> _Prompt_:
The data below is to be copied exactly, line by line.

> _Listed records_:
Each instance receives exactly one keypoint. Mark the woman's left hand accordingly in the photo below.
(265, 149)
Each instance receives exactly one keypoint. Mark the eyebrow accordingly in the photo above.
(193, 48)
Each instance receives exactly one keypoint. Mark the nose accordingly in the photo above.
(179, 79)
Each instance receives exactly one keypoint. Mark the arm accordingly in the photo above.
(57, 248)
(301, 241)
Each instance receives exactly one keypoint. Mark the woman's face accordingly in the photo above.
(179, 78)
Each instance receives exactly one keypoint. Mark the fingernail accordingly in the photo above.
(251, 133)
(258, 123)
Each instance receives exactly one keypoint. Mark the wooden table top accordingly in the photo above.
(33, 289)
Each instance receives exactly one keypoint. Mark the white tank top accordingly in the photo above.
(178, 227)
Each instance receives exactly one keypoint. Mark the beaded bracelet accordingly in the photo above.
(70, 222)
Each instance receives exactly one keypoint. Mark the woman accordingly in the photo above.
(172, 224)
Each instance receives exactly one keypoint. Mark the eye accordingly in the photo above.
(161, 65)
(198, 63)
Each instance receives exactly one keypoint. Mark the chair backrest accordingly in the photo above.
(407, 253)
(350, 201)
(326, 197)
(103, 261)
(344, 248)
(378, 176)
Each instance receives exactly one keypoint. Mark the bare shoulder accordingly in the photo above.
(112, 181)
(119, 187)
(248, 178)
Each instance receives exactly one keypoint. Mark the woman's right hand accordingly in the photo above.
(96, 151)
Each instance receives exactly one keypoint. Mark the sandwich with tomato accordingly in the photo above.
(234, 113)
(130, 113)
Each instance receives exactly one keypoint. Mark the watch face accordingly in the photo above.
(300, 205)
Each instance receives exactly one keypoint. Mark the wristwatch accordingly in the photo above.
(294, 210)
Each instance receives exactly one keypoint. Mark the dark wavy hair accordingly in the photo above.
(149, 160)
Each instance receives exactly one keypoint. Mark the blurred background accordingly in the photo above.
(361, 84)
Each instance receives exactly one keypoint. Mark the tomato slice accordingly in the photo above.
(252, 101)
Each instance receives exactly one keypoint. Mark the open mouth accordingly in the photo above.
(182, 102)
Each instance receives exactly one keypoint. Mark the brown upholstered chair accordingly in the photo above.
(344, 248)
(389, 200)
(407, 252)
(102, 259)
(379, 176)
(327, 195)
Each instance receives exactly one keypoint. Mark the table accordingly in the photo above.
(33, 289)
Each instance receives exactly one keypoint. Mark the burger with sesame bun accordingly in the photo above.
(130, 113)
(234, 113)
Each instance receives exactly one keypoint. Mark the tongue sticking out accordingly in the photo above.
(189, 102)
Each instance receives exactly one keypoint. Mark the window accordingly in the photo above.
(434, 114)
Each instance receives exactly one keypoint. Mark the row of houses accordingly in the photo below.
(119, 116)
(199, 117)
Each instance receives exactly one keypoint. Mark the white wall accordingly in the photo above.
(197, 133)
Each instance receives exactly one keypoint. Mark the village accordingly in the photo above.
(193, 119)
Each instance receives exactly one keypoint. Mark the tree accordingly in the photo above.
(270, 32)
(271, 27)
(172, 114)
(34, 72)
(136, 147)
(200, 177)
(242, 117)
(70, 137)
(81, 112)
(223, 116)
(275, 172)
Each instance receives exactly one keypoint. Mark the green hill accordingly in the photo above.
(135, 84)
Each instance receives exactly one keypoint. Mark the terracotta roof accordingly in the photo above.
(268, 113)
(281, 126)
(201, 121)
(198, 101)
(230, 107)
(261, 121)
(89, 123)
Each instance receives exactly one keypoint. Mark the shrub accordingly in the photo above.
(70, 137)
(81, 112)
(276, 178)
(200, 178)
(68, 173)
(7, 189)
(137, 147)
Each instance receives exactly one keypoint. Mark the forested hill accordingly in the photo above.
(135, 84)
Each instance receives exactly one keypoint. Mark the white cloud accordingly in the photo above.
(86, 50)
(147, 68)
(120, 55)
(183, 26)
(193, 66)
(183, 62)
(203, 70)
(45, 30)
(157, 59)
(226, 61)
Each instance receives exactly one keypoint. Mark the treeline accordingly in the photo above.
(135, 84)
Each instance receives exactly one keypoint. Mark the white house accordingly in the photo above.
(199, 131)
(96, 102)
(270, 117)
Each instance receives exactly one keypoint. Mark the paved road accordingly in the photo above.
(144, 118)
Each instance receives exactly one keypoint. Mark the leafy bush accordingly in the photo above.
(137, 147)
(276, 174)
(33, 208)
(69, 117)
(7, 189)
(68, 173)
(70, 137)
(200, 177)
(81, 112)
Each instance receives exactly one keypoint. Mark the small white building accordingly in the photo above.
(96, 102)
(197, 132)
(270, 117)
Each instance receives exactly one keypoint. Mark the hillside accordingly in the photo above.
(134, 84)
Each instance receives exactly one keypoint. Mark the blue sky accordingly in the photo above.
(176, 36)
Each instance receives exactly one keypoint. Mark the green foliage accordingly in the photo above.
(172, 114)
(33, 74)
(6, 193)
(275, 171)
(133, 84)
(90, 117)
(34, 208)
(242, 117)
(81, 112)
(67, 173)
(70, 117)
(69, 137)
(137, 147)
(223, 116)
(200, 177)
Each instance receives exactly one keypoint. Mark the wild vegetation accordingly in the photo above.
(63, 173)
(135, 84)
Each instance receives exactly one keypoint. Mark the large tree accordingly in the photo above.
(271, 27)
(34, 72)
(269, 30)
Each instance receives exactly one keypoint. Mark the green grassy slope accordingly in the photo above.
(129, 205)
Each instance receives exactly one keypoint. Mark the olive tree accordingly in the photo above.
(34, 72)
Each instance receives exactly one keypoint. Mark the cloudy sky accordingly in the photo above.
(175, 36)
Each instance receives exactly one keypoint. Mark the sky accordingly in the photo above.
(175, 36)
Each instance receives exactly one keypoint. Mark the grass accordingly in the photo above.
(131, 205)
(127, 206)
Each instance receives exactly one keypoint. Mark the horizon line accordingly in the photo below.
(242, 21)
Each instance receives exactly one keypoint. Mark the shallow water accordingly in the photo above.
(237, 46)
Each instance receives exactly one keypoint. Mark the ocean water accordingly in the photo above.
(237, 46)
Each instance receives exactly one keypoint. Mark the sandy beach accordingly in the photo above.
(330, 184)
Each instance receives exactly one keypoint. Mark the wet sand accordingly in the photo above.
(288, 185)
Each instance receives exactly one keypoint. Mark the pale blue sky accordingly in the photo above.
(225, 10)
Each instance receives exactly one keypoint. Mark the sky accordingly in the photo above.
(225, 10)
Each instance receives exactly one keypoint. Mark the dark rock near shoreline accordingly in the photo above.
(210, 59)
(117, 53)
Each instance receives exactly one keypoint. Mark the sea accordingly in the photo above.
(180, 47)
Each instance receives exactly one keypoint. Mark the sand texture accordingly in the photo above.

> _Solution to this problem_:
Each instance receives exactly one keypoint. Mark the woman's left hand accordingly in the photo below.
(265, 149)
Each instance receives exactly one keypoint. Mark the eyebrow accordingly in the photo above.
(193, 48)
Each instance receives exactly one keypoint. Mark the nose accordingly in the photo above.
(179, 79)
Each instance receives exactly one keypoint. Mark the arm accordingly in the photo above.
(57, 248)
(301, 241)
Each instance receives exactly one keypoint. Mark the woman's face accordingly in the photo above.
(179, 78)
Each instance receives exactly one keypoint. Mark the fingernail accordingly in the photo above.
(251, 133)
(258, 123)
Each instance receives exactly one keypoint. Mark the wooden table top accordingly in the photo above.
(33, 289)
Each instance receives exactly one keypoint. Mark the white tank top accordingly in the photo above.
(178, 227)
Each instance receives exactly one keypoint. Mark the beaded bracelet accordingly in the photo above.
(70, 222)
Each instance receives exactly one keypoint. Mark the woman accordingly in the photo above.
(172, 224)
Each instance receives exactly one keypoint. Mark the eye accordingly in the photo above.
(161, 65)
(198, 63)
Each instance receives exactly one keypoint. Mark the chair backrest accordingly in the photo above.
(407, 253)
(350, 201)
(326, 197)
(103, 261)
(344, 248)
(378, 176)
Each instance receives exactly one keypoint. Mark the bare shoulder accordingly in the photo above.
(112, 181)
(119, 187)
(248, 178)
Each instance receives exactly one keypoint. Mark the woman's right hand accordingly in the photo above.
(96, 151)
Each instance receives exactly one keypoint. Mark the sandwich with tomato accordingly in the photo above.
(234, 113)
(130, 113)
Each instance receives exactly one keypoint. Mark the watch face accordingly in the photo above.
(300, 205)
Each instance receives exactly one keypoint. Mark the wristwatch accordingly in the photo above.
(294, 210)
Each instance receives exactly one keypoint. Mark the dark wavy hair accordingly in the photo above.
(149, 160)
Each instance receives exactly one keypoint. Mark the blurred background accordingly in the photo above.
(361, 84)
Each instance receives exactly one keypoint. Mark the tomato slice accordingly in the photo above.
(252, 101)
Each instance receives exactly one keypoint. Mark the open mouth accordingly in the photo above.
(182, 102)
Each instance receives exactly one keypoint. Mark the brown upholstered chair accordingly in the photo above.
(344, 248)
(389, 200)
(407, 252)
(102, 259)
(379, 176)
(327, 195)
Each instance receives exactly one keypoint. Mark the table accordingly in the photo above.
(33, 289)
Each instance receives exactly one keypoint. Mark the burger with sesame bun accordingly in the photo above.
(130, 113)
(234, 113)
Each instance receives exactly one keypoint. Mark the tongue sticking out accordingly in the photo above.
(189, 102)
Each instance receives exactly one keypoint. Mark the window accordingly in the photo above.
(434, 114)
Each instance receives exactly one keypoint. Mark the row of houses accordingly in the photo below.
(119, 116)
(199, 117)
Each instance receives exactly one keypoint. Mark the white wall accordingly in the photo above.
(197, 133)
Each instance receives exactly one keypoint. Mark the village accordingly in the photo above.
(193, 119)
Each instance receives exactly one keypoint. Mark the tree accordingly in the photo above.
(270, 32)
(271, 27)
(172, 114)
(34, 72)
(136, 147)
(200, 177)
(242, 117)
(70, 137)
(81, 112)
(223, 116)
(275, 172)
Each instance receives exactly one keypoint. Mark the green hill accordingly in the photo above.
(135, 84)
Each instance receives exactly one keypoint. Mark the terracotta roof accordingly in the photo above.
(268, 113)
(281, 126)
(201, 121)
(198, 101)
(230, 107)
(261, 121)
(89, 123)
Each instance receives exactly one keypoint. Mark the shrub accordingly in the photo above.
(70, 137)
(81, 112)
(276, 178)
(200, 178)
(68, 173)
(7, 189)
(137, 147)
Each instance receives exactly one keypoint. Mark the forested hill accordingly in the photo above.
(135, 84)
Each instance receives exactly one keypoint. Mark the white cloud accordingly in the photo above.
(86, 50)
(147, 68)
(120, 55)
(183, 26)
(193, 66)
(183, 62)
(203, 70)
(45, 30)
(157, 59)
(226, 61)
Each instance receives exactly one keypoint. Mark the treeline accordingly in the photo above.
(135, 84)
Each instance receives exactly one keypoint. Mark the white house accordingly in the photo above.
(199, 131)
(96, 102)
(270, 117)
Each instance receives exactly one keypoint. Mark the paved road accordingly in the photo above.
(144, 118)
Each instance receives exactly one keypoint. Mark the leafy bush accordingly in the photo above.
(137, 147)
(276, 174)
(33, 208)
(69, 117)
(7, 189)
(68, 173)
(70, 137)
(200, 177)
(81, 112)
Each instance receives exactly one keypoint. Mark the small white building accordingly in the photo above.
(96, 102)
(197, 132)
(270, 117)
Each instance receives exactly one keypoint. Mark the hillside accordingly in the photo above.
(134, 84)
Each instance receives exactly one keypoint. Mark the blue sky accordingly in the photo above.
(176, 36)
Each instance receives exactly one keypoint. Mark the green foliage accordingly in the photo above.
(172, 114)
(33, 74)
(6, 193)
(275, 171)
(133, 84)
(90, 117)
(34, 208)
(242, 117)
(81, 112)
(67, 173)
(70, 117)
(69, 137)
(137, 147)
(223, 116)
(200, 177)
Each instance receives exactly one keypoint. Mark the wild vegetation accordingly in the photo above.
(63, 173)
(135, 84)
Each instance receives exactly one keypoint. Mark the large tree accordingly in the photo above.
(271, 27)
(34, 72)
(269, 30)
Each instance receives exactly one keypoint. Mark the green grassy slope accordingly in the photo above.
(129, 205)
Each instance receives exactly one keypoint. Mark the olive tree accordingly in the photo above.
(34, 72)
Each instance receives exactly one keypoint. Mark the cloudy sky accordingly in the photo above.
(175, 36)
Each instance receives exactly one keypoint. Mark the sky accordingly in the photo above.
(175, 36)
Each instance receives exactly one keypoint. Mark the grass accordingly in the photo above.
(131, 205)
(127, 206)
Each instance receives exactly one keypoint. Mark the horizon line accordingly in the photo below.
(242, 21)
Each instance receives exactly one keypoint. Mark the shallow water accordingly in the photo above.
(237, 46)
Each instance receives exactly one keypoint. Mark the ocean water accordingly in the photo above.
(237, 46)
Each instance receives exactly one keypoint. Mark the sandy beach accordingly in the photo above.
(330, 184)
Each instance receives exactly one keypoint. Mark the wet sand accordingly in the photo above.
(288, 185)
Each instance receives exactly one keypoint. Mark the pale blue sky accordingly in the photo above.
(225, 10)
Each instance receives exactly one keypoint. Mark the sky accordingly in the photo above.
(225, 10)
Each instance receives exactly one keypoint. Mark the dark rock near shoreline accordingly in the photo above.
(210, 59)
(117, 53)
Each instance receives exactly one keypoint. Mark the sea accordingly in the photo above.
(180, 47)
Each instance receives exactly one keypoint. Mark the sand texture accordingly in the photo above.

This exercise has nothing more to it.